INPUT DATA: Begin
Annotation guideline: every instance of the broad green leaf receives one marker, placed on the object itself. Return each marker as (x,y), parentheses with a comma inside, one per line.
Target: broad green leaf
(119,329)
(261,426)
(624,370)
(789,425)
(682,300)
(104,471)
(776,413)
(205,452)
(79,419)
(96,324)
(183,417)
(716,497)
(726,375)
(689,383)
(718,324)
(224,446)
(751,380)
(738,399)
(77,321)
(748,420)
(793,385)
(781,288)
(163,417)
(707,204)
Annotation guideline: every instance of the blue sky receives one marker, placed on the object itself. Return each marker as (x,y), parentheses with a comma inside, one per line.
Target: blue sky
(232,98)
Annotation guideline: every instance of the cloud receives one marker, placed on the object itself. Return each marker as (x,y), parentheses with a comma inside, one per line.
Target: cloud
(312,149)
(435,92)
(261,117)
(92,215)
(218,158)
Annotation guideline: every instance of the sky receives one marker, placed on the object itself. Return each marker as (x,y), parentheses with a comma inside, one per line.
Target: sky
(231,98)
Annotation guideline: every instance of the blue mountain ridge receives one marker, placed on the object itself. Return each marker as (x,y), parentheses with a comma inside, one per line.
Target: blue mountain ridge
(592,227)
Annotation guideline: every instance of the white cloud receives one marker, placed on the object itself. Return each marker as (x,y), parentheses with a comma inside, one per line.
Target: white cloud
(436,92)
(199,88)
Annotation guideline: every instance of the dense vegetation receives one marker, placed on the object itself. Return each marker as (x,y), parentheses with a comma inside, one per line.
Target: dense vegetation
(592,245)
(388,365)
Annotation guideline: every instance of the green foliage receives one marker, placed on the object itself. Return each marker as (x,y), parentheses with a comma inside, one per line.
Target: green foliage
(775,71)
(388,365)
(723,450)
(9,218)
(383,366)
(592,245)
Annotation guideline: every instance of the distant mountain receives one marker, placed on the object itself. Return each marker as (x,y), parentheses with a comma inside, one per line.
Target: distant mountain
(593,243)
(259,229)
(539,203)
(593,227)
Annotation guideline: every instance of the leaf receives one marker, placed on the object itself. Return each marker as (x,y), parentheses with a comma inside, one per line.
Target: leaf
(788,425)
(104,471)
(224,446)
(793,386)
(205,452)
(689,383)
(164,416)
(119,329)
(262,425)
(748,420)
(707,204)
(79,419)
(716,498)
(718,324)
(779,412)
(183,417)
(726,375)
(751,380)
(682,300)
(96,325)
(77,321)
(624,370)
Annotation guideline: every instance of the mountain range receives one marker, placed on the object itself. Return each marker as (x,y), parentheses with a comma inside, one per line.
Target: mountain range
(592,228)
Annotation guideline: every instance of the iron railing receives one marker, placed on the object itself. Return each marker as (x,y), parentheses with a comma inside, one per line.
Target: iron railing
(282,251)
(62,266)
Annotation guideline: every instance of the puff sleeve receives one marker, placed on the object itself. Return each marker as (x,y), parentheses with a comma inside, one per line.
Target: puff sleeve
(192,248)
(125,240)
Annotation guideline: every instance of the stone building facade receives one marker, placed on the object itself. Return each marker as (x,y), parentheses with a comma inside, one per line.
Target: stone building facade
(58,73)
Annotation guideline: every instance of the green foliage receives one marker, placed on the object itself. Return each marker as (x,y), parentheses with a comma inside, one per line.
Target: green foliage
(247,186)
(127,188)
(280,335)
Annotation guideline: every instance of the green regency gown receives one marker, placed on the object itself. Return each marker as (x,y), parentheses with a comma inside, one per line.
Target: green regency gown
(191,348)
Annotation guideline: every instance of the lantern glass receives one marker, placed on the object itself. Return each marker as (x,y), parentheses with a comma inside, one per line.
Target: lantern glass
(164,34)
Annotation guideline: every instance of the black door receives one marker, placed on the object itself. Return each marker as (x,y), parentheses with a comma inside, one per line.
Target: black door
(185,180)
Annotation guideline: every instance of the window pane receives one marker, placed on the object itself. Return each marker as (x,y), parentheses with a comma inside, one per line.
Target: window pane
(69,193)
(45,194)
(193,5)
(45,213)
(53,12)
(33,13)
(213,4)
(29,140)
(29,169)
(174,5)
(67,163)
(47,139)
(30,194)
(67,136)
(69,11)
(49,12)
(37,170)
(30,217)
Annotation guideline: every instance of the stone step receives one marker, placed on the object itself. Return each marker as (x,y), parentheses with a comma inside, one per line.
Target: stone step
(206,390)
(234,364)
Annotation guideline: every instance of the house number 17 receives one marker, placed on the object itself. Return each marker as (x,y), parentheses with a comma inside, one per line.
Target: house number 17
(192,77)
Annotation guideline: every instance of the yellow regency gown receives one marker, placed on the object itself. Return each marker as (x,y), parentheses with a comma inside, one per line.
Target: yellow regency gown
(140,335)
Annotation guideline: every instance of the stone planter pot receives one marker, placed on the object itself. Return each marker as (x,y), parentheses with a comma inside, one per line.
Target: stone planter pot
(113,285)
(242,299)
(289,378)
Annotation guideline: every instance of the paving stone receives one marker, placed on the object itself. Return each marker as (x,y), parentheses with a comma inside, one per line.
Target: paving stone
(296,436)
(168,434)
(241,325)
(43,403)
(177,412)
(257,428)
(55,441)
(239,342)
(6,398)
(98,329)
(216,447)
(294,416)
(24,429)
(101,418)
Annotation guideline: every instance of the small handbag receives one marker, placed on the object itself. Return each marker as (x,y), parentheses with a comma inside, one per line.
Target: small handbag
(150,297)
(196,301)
INPUT DATA: End
WHAT THE EXERCISE ASKS
Make a faithful copy of every record above.

REPLY
Annotation guideline: every instance of the broad green leaf receives one marker, placed on the object itself. Return each marker as (x,y), parentheses with a comma inside, one per line.
Target: broad green leaf
(119,329)
(261,426)
(624,370)
(789,425)
(682,300)
(104,471)
(776,413)
(205,452)
(79,419)
(96,324)
(183,417)
(716,497)
(726,375)
(689,383)
(718,324)
(224,446)
(751,380)
(738,399)
(77,321)
(748,420)
(793,385)
(781,288)
(163,417)
(707,204)
Annotation guideline: every instance of the blue sky receives one marker, placed on the object itself. Return each marker as (x,y), parentheses with a comma inside, one per line.
Target: blue sky
(232,98)
Annotation guideline: every instance of the cloud receives one marker, placed on the object itself. Return each marker as (x,y), parentheses with a comma inside, one per line.
Target: cloud
(312,149)
(435,92)
(261,117)
(92,215)
(218,158)
Annotation guideline: every instance of the sky receives one marker, placed on the object itself. Return each marker as (x,y), parentheses with a comma inside, one per line.
Target: sky
(231,98)
Annotation guideline: every instance of the blue mountain ridge receives one marker, placed on the object itself. Return each marker as (x,y), parentheses with a comma inside, one per line.
Target: blue mountain ridge
(592,227)
Annotation guideline: every instance of the white cloud receives one marker, placed on the object itself. Return each marker as (x,y), parentheses with a comma inside, one per line.
Target: white cloud
(436,92)
(199,88)
Annotation guideline: every instance of the dense vegetation receives one marker, placed on the object itself. Return each marker as (x,y), parentheses with a comma inside, one per line.
Target: dense vegetation
(592,245)
(388,365)
Annotation guideline: every instance of the green foliage receives one marker, placed on the object itself. Return each marker as (x,y), parentheses with a comma inside, one per line.
Target: green foliage
(775,71)
(388,365)
(723,450)
(9,218)
(383,366)
(592,245)
Annotation guideline: every instance of the distant mountain receives one marker, placed on the object itself. Return each marker as (x,y), parentheses with a comma inside, one per line.
Target: distant mountain
(593,243)
(259,229)
(539,203)
(593,227)
Annotation guideline: every instance of the leaf receives one marker, placed on the object itself. Return each marker as (x,y), parentheses with a comma inside, one per line.
Target: leaf
(788,425)
(104,471)
(224,446)
(793,386)
(205,452)
(689,383)
(164,416)
(119,329)
(262,425)
(748,420)
(707,204)
(79,419)
(716,498)
(718,324)
(779,412)
(183,417)
(726,375)
(751,380)
(682,300)
(96,325)
(77,321)
(624,370)
Annotation guideline: every instance of the mountain range receives one marker, placed on the object itself. Return each marker as (x,y), parentheses with a comma inside, one per line.
Target: mountain range
(592,228)
Annotation guideline: every instance of the iron railing receives one marker, placed on the object itself. Return each marker as (x,y), parentheses with a comma inside, one per line.
Target: iron railing
(282,251)
(62,266)
Annotation guideline: every instance of the puff sleeve receives one marker, placed on the object itself. Return each marker as (x,y), parentheses with a comma inside, one per line.
Target: puff sleeve
(192,248)
(125,240)
Annotation guideline: every instance of the stone building facade receives one marker, placed on the object itself. Return each marker as (x,y), parentheses with a comma inside, one per line.
Target: stone building facade
(58,73)
Annotation guideline: every instance of the green foliage receives one marker, placed on the object itself. Return each marker as (x,y), parentheses with a comma inside, one per line.
Target: green foliage
(247,186)
(127,188)
(280,335)
Annotation guideline: every instance of the green regency gown receives one marker, placed on the object itself. Return each marker as (x,y), parentheses with a comma inside, one per line.
Target: green regency gown
(191,348)
Annotation guideline: every instance of the lantern glass receives one marker, placed on the object itself. Return each marker as (x,y), parentheses with a comma inside, one per line.
Target: lantern glass
(164,34)
Annotation guideline: every instance of the black door receives one marker, placed on the object itself. Return each marker as (x,y), parentheses with a comma inside, one per line.
Target: black door
(185,180)
Annotation guideline: every instance of the window pane receives one marker, placed on the object itself. Return each marker as (x,y), parentheses with a comma inside, one per line.
Target: window pane
(69,193)
(45,194)
(193,5)
(45,213)
(53,12)
(33,13)
(213,4)
(29,140)
(29,169)
(174,5)
(67,163)
(47,139)
(30,194)
(67,136)
(69,11)
(49,12)
(37,170)
(30,217)
Annotation guideline: every instance of the stone step receives one marker, placed on the object itself. Return each marker as (x,y), parentheses with a comma inside, one per line.
Target: stone step
(206,390)
(234,364)
Annotation guideline: every instance of the house number 17 receives one marker, placed on the object itself. Return each marker as (x,y), parentheses with a comma inside, one per line.
Target: house number 17
(192,77)
Annotation guideline: every instance of the yellow regency gown receives one marker, placed on the object itself. Return each marker as (x,y), parentheses with a comma inside, one per line.
Target: yellow regency gown
(140,335)
Annotation guideline: every instance of the stone planter pot receives one marker, placed on the object itself. Return each marker as (x,y), parentheses with a comma inside, one per line.
Target: stone planter pot
(113,285)
(242,299)
(289,378)
Annotation guideline: every instance of the paving stone receives one marker, placed on the object itself. Return each marker as (x,y), parentheses with a comma inside, one per line.
Target: paving stone
(296,436)
(168,434)
(241,325)
(43,403)
(177,412)
(257,428)
(55,441)
(239,342)
(6,398)
(98,329)
(216,447)
(294,416)
(24,429)
(101,418)
Annotation guideline: every instance of the small handbag receives one marker, placed on the object itself. Return each marker as (x,y), parentheses with a comma inside, one per line.
Target: small handbag
(150,297)
(196,301)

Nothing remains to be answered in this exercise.